* [TASK DESCRIPTION]:
Copy out the lines below, from the line containing "Objective — a point for each instance of the black tablet" through the last line, with the requests included. Multiply every point coordinate in the answers by 2.45 and round to the nearest whole number, rounding halves up.
::::
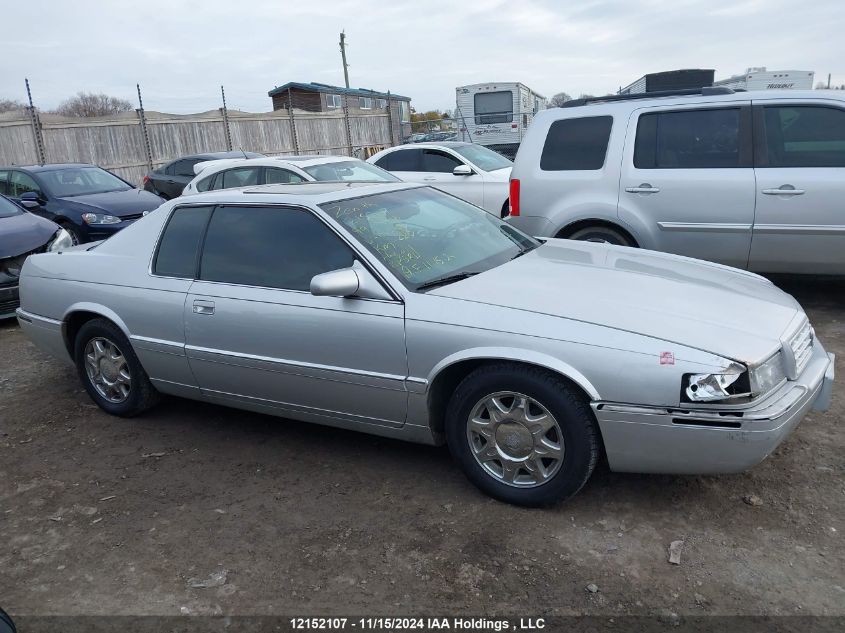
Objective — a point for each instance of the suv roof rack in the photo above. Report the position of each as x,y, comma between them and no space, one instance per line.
704,91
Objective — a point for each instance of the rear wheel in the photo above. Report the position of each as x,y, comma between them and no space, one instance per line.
599,233
522,434
110,370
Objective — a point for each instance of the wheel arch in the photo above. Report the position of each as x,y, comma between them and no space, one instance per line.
577,225
79,314
448,374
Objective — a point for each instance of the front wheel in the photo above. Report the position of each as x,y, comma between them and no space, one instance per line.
522,434
601,234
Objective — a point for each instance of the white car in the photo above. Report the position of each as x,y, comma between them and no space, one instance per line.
466,170
231,173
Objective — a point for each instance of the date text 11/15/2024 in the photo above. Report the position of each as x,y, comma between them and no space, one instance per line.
416,624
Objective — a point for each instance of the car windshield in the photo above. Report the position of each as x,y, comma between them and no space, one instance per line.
8,208
485,158
351,171
81,181
423,235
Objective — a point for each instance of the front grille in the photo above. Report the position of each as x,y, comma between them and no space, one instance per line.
801,345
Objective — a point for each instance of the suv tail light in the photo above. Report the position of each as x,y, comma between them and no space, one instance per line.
514,196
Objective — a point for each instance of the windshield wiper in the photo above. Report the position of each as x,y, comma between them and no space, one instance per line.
440,281
522,252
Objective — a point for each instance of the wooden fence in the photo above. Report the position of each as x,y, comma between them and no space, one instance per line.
117,143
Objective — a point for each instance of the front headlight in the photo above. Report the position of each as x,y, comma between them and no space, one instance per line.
100,218
726,385
61,240
768,375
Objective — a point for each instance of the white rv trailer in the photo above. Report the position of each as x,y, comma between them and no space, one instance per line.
762,79
496,115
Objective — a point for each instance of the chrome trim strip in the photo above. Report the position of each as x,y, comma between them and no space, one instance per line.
286,406
295,364
802,229
705,227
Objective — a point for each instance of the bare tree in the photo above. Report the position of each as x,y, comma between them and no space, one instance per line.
559,99
10,105
88,104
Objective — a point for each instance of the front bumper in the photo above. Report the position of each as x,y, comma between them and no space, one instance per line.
708,441
9,301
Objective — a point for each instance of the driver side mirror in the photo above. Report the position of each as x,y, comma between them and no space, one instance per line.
355,281
30,200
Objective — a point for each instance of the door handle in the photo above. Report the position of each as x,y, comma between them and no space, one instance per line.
784,190
643,188
203,307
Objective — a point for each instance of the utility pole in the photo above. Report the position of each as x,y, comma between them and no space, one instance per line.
343,56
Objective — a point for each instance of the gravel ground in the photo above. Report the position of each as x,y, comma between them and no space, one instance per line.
100,515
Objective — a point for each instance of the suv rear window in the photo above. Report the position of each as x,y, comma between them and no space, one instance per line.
576,144
688,139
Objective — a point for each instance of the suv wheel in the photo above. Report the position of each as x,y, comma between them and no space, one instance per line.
522,434
601,234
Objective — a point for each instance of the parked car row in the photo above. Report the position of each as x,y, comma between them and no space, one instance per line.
399,310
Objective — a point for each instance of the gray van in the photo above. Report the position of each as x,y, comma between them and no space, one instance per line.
753,180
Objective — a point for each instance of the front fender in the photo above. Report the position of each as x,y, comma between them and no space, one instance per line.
517,355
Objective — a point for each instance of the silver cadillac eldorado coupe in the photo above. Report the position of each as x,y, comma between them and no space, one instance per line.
402,311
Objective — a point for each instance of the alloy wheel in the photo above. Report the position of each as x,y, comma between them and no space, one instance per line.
107,370
515,439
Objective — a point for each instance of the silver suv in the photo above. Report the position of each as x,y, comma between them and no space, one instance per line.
754,180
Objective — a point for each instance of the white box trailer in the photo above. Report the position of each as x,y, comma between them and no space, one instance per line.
496,115
762,79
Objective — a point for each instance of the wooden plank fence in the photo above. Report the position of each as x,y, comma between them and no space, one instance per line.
116,142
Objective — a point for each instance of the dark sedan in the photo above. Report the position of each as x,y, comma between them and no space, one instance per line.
89,202
21,235
169,180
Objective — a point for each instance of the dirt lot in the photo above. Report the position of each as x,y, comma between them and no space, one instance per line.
100,515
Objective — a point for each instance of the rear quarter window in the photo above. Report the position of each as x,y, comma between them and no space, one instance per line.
178,249
576,144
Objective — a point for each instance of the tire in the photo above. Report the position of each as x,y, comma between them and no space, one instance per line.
600,233
114,393
531,484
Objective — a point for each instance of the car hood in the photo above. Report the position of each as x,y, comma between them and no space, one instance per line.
721,310
24,233
119,203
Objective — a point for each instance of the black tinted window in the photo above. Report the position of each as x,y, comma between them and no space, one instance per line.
575,144
183,167
805,136
274,175
179,246
404,160
692,139
240,177
434,160
270,247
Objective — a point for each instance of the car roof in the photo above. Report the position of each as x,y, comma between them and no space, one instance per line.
617,102
48,166
448,144
217,165
303,193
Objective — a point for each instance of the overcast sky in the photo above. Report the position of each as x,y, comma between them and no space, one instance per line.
182,51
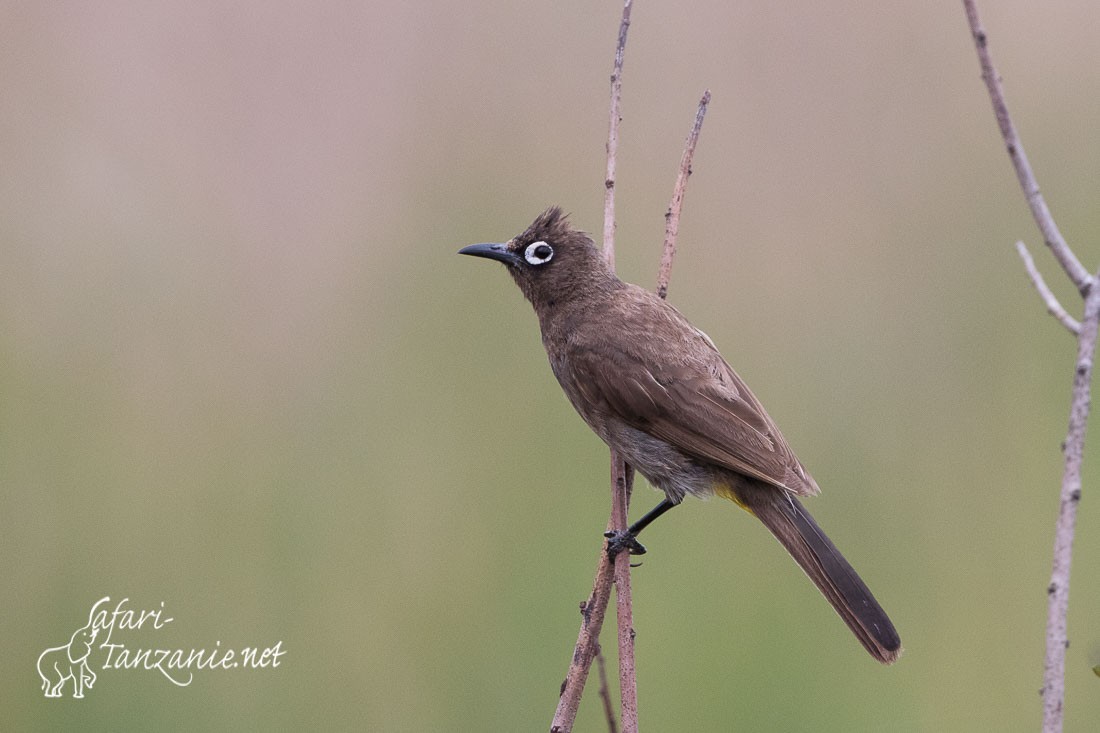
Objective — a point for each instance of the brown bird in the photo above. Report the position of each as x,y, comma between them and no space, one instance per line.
656,389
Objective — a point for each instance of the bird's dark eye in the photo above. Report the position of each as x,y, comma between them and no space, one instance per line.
538,253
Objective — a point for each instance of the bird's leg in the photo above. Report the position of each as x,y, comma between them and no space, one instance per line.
627,539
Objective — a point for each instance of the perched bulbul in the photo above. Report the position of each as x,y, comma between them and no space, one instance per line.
656,390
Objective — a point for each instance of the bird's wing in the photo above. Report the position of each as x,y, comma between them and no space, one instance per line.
702,407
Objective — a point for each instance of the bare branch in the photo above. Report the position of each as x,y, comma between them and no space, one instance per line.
592,622
1054,665
672,216
622,482
605,693
1057,639
1052,303
1052,234
616,117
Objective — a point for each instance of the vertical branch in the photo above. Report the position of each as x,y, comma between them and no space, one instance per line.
616,117
1054,664
587,645
1042,215
672,216
605,692
622,487
622,474
1057,638
596,606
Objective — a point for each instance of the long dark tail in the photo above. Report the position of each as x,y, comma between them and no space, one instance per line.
815,554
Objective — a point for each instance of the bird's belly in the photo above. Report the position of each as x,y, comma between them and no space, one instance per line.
663,466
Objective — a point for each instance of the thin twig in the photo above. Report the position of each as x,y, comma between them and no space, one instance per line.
1054,665
622,487
605,692
1042,215
592,622
1052,303
672,216
594,610
1057,639
616,117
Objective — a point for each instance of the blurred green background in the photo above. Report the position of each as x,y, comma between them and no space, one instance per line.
244,373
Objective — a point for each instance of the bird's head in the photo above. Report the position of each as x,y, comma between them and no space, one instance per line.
551,262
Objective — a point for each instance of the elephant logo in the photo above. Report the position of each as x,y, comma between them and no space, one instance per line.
69,662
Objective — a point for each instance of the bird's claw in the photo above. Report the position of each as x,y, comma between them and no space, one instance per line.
622,539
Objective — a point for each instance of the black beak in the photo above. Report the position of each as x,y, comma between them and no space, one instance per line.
494,251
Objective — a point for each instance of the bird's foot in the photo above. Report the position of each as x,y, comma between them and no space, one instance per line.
623,539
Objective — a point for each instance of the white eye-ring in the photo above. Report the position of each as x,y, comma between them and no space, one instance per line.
538,253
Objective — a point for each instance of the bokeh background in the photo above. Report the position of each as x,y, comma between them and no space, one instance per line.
244,373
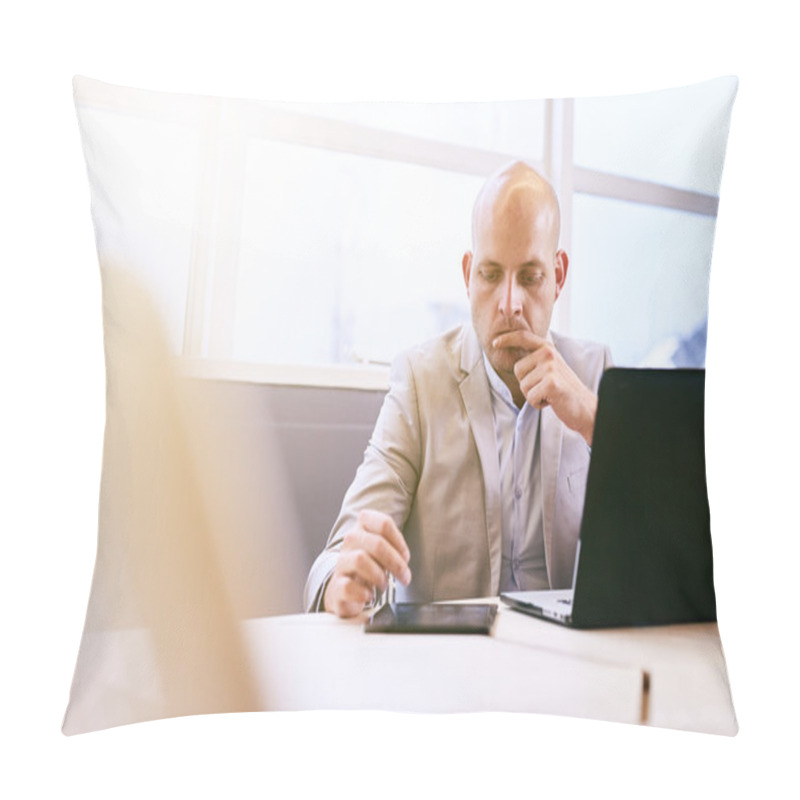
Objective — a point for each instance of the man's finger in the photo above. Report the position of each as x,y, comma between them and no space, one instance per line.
383,525
360,565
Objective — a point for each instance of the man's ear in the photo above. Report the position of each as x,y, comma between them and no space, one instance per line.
466,268
562,264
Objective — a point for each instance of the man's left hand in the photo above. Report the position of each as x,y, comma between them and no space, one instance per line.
545,379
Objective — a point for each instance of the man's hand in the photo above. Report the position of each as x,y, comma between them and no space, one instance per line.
373,548
545,379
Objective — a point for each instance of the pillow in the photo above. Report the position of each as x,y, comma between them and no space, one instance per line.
261,264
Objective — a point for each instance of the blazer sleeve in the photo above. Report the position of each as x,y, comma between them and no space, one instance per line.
387,478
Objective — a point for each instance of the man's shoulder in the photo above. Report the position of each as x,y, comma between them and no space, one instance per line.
442,354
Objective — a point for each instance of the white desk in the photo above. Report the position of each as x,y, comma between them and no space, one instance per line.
671,676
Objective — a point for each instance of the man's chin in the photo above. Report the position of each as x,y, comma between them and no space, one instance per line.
506,358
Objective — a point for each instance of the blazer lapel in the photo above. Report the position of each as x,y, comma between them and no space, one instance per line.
475,393
551,431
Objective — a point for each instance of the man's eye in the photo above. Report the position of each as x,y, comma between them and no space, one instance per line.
532,279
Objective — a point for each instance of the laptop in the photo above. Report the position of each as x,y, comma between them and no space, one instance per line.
644,554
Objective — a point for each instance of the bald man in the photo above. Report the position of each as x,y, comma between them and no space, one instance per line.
474,478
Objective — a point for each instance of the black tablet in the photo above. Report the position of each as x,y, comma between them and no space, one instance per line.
432,618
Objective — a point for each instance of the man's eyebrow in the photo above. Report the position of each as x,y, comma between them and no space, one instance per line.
487,262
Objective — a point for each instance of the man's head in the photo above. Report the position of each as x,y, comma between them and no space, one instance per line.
515,271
::::
* [EXERCISE OUTPUT]:
Objective — a point for each instance of the black tablet in the photo above. Report the position of each as x,y, comma between them and no space, one instance per line.
1058,1514
Objective — a point for each instance of the man's eyebrow in the photo above. Report the position of each as x,y, comma between them and no space, one instance per line.
1193,642
Objective — a point for each instance of the man's head in the photo above. Report the position of each as x,y, comma between them and no space, one instance per line.
1262,664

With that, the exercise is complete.